What needs to be done: Although the listing contains pictures, reproduce only its text, exactly as written.

Data records:
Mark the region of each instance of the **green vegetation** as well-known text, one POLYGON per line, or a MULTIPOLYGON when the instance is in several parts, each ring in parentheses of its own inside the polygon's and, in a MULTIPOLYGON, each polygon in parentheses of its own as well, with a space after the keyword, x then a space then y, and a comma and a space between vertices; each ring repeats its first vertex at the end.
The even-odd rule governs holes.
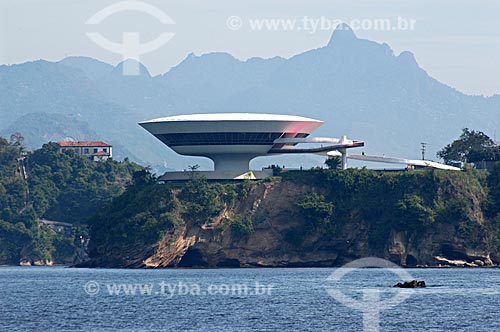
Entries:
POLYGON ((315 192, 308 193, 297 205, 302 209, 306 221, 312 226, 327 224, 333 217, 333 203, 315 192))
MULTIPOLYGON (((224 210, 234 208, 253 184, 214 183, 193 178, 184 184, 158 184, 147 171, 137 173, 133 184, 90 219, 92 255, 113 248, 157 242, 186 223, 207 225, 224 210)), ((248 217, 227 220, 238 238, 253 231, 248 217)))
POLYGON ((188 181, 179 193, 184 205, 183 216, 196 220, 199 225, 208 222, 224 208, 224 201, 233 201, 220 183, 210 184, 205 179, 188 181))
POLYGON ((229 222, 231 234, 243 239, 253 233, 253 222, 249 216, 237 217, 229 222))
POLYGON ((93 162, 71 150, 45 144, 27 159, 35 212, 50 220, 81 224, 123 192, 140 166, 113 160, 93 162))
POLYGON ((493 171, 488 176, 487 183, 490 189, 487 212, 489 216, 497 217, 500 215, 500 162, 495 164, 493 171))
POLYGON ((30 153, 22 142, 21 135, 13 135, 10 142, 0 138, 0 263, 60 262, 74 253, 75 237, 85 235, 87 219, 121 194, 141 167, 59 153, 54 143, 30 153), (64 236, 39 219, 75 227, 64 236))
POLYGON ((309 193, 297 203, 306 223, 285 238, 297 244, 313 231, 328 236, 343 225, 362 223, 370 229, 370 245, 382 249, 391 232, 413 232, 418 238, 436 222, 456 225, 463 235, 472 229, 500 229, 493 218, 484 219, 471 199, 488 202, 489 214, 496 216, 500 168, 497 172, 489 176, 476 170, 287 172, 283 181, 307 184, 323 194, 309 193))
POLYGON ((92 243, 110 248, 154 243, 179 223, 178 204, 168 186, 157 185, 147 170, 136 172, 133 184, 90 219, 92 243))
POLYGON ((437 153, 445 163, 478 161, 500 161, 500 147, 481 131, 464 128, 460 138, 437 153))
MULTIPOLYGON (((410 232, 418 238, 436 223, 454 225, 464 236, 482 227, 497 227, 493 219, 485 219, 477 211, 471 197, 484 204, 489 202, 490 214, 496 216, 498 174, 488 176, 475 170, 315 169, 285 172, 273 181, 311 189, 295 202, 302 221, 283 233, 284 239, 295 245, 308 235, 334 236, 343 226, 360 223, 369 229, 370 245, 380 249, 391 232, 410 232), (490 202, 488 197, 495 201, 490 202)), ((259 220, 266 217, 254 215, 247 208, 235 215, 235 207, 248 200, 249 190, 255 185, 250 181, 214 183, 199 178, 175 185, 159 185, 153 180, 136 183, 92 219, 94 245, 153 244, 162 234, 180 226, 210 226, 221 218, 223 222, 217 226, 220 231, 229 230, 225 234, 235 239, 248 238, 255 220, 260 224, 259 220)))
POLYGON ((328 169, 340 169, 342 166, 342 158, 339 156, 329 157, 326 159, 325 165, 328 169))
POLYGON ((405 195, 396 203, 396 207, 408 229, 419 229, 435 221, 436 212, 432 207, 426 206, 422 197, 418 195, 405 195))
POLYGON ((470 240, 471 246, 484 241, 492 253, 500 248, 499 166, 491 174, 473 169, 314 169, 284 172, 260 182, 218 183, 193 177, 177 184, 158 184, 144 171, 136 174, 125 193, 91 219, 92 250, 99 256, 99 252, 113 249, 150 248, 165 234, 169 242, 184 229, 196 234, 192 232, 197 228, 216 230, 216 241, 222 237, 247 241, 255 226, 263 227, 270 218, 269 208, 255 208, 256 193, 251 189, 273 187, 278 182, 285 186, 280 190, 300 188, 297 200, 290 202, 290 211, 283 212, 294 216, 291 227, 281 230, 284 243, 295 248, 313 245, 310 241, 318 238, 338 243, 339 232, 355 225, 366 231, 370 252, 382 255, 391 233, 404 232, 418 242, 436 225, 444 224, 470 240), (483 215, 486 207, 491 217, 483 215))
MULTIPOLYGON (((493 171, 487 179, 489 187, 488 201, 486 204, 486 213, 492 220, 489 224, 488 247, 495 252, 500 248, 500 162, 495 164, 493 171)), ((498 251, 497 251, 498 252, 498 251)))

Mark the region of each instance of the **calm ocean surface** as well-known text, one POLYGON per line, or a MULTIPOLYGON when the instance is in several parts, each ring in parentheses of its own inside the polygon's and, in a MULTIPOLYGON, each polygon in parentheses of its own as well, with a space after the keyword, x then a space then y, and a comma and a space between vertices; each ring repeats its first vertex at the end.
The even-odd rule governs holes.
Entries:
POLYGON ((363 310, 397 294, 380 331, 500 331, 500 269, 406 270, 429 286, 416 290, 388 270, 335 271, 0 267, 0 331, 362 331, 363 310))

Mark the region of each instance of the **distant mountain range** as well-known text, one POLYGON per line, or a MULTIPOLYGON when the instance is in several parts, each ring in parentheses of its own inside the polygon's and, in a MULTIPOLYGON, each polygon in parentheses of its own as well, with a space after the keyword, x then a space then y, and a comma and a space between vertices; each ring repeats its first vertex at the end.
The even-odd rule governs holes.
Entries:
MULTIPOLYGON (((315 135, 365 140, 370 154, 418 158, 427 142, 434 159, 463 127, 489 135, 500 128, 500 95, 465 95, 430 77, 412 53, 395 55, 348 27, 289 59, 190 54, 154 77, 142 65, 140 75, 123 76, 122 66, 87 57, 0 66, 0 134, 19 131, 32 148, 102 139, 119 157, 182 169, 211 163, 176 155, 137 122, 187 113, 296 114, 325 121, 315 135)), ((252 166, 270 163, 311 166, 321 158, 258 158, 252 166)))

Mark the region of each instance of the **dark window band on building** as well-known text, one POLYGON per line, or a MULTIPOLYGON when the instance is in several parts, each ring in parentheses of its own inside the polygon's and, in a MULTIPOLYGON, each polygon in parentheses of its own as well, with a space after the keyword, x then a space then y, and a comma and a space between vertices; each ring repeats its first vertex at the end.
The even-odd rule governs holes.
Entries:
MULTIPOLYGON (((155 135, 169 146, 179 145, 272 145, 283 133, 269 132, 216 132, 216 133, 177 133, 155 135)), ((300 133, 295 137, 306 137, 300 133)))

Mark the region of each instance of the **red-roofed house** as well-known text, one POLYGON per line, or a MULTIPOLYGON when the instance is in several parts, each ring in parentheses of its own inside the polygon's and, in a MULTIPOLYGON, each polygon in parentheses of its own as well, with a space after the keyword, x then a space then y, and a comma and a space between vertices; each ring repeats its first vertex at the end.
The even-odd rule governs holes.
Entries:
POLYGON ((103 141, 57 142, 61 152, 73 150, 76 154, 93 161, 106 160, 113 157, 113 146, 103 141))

Output for this task:
Mark the region of each instance of the **green vegetation** as well-known text, one POLYGON per line, or a MULTIPOLYGON when the instance is in several parts, each ring in parentheses of its own inside the polygon's and, in a MULTIPOLYGON, each polygon in parentheses of its own as well, with a space after the keyword, x then a space then y, and a comma and a space between vertices; each ring repeats its first vertex at the end.
The even-odd rule governs holes.
Entries:
POLYGON ((315 192, 308 193, 297 205, 302 209, 306 221, 312 226, 327 224, 333 217, 333 203, 315 192))
MULTIPOLYGON (((224 210, 234 208, 253 184, 214 183, 193 178, 184 184, 158 184, 147 171, 137 173, 133 184, 90 219, 92 255, 113 248, 157 242, 186 223, 207 225, 224 210)), ((248 217, 227 220, 238 238, 253 231, 248 217)))
POLYGON ((188 181, 179 193, 184 205, 183 216, 196 220, 199 225, 208 222, 224 208, 224 201, 233 201, 220 183, 210 184, 205 179, 188 181))
POLYGON ((229 222, 231 234, 243 239, 253 233, 253 222, 249 216, 237 217, 229 222))
POLYGON ((93 162, 71 150, 45 144, 27 159, 35 212, 50 220, 81 224, 123 192, 140 166, 113 160, 93 162))
POLYGON ((493 171, 488 176, 487 183, 490 189, 487 212, 489 216, 497 217, 500 215, 500 162, 495 164, 493 171))
POLYGON ((30 153, 22 142, 21 135, 13 135, 10 142, 0 138, 0 263, 60 262, 74 253, 75 237, 85 235, 87 219, 121 194, 141 167, 59 153, 54 143, 30 153), (64 236, 39 219, 75 227, 64 236))
POLYGON ((309 193, 297 203, 306 223, 285 238, 297 244, 313 231, 328 236, 343 225, 362 223, 370 229, 370 245, 382 249, 391 232, 413 232, 418 238, 436 222, 456 225, 463 235, 472 229, 500 229, 493 218, 484 219, 471 199, 488 202, 489 214, 496 216, 500 168, 497 172, 489 176, 476 170, 287 172, 283 181, 307 184, 323 194, 309 193))
POLYGON ((92 243, 110 248, 154 243, 179 223, 178 204, 168 186, 157 185, 147 170, 136 172, 133 184, 90 219, 92 243))
POLYGON ((437 153, 445 163, 478 161, 500 161, 500 147, 481 131, 464 128, 460 138, 437 153))
MULTIPOLYGON (((410 232, 418 238, 436 223, 454 225, 464 236, 482 227, 497 227, 493 219, 485 219, 477 211, 471 197, 484 204, 489 202, 490 214, 496 216, 498 174, 488 176, 475 170, 315 169, 285 172, 273 181, 311 189, 295 202, 302 221, 283 233, 284 239, 295 245, 308 235, 334 236, 343 226, 360 223, 369 229, 370 245, 380 249, 391 232, 410 232), (490 202, 488 197, 495 201, 490 202)), ((259 220, 266 217, 254 215, 247 208, 235 215, 235 207, 248 200, 249 190, 255 185, 250 181, 214 183, 199 178, 175 185, 159 185, 153 180, 136 183, 92 219, 94 245, 153 244, 162 234, 180 226, 210 226, 221 218, 223 222, 217 226, 220 231, 229 230, 225 234, 235 239, 248 238, 255 220, 260 224, 259 220)))
POLYGON ((328 169, 340 169, 342 166, 342 158, 339 156, 329 157, 326 159, 325 165, 328 169))
POLYGON ((405 195, 396 203, 396 207, 408 229, 419 229, 435 221, 436 212, 432 207, 426 206, 422 197, 418 195, 405 195))
POLYGON ((470 240, 471 246, 484 241, 492 253, 500 248, 499 166, 491 174, 473 169, 314 169, 284 172, 260 182, 218 183, 193 177, 177 184, 158 184, 144 171, 136 174, 125 193, 91 219, 92 250, 99 256, 99 252, 113 249, 150 248, 165 234, 169 242, 184 229, 196 234, 192 232, 197 228, 216 230, 216 241, 222 237, 247 241, 255 226, 263 227, 270 218, 269 208, 255 208, 256 193, 251 189, 273 187, 278 182, 285 186, 280 190, 300 188, 297 200, 290 202, 290 211, 283 212, 294 216, 291 227, 281 230, 284 243, 295 248, 313 245, 310 241, 318 238, 338 243, 339 232, 355 225, 366 231, 370 252, 382 255, 391 233, 404 232, 418 242, 436 225, 444 224, 470 240), (483 215, 486 207, 491 217, 483 215))
MULTIPOLYGON (((493 171, 487 179, 489 187, 488 201, 486 204, 486 213, 492 220, 489 224, 488 247, 495 252, 500 248, 500 162, 495 164, 493 171)), ((498 251, 497 251, 498 252, 498 251)))

Mark the region of each instance of the **calm ocean surface** as well-known text, one POLYGON per line, or a MULTIPOLYGON when the instance is in several parts, each ring in parentheses of its own inside the polygon's and, in a MULTIPOLYGON, each polygon in parentheses of its own as well, with a space after the keyword, x then a space then y, and a comma and a space between vertices; each ring repeats its first vertex at the end.
The even-odd rule governs holes.
Entries:
POLYGON ((363 310, 397 294, 380 331, 500 331, 500 269, 406 270, 429 286, 416 290, 388 270, 335 271, 0 267, 0 331, 362 331, 363 310))

Mark the region of each instance of the **distant mountain range** as well-known text, one POLYGON per line, or a MULTIPOLYGON when the instance is in several parts, each ring in parentheses of its own inside the polygon's and, in a MULTIPOLYGON, each polygon in parentheses of its own as well, with a space after the keyword, x then a space then y, and a comma and a space between vertices; each ring repeats its first vertex at the end.
The even-odd rule governs holes.
Entries:
MULTIPOLYGON (((315 135, 365 140, 370 154, 418 158, 427 142, 434 159, 463 127, 489 135, 500 128, 500 95, 465 95, 430 77, 412 53, 395 55, 348 27, 289 59, 190 54, 154 77, 142 65, 140 75, 123 76, 122 66, 87 57, 0 66, 0 134, 19 131, 32 148, 102 139, 119 157, 182 169, 211 163, 176 155, 137 122, 187 113, 296 114, 325 121, 315 135)), ((252 166, 270 163, 311 166, 321 158, 258 158, 252 166)))

Mark the region of each instance of the **dark window band on building** as well-known text, one POLYGON per line, or a MULTIPOLYGON when the instance is in several parts, each ring in parentheses of its own inside the polygon's and, in a MULTIPOLYGON, each polygon in parentheses of its own as well, with a space after the keyword, x then a space then y, and a comma and a space between vertices; each ring repeats its first vertex at the end.
The even-odd rule governs holes.
Entries:
MULTIPOLYGON (((155 135, 169 146, 179 145, 272 145, 283 133, 269 132, 216 132, 216 133, 177 133, 155 135)), ((300 133, 295 137, 306 137, 300 133)))

Mark the region of each instance of the **red-roofed house** as well-known text, one POLYGON per line, or a MULTIPOLYGON when the instance is in several parts, each ring in parentheses of its own inside the polygon's and, in a MULTIPOLYGON, each polygon in parentheses of its own as well, with a space after the keyword, x then a space then y, and a comma and a space between vertices; each ring repeats its first vertex at the end.
The even-odd rule governs holes.
Entries:
POLYGON ((103 141, 57 142, 61 152, 73 150, 76 154, 93 161, 106 160, 113 157, 113 146, 103 141))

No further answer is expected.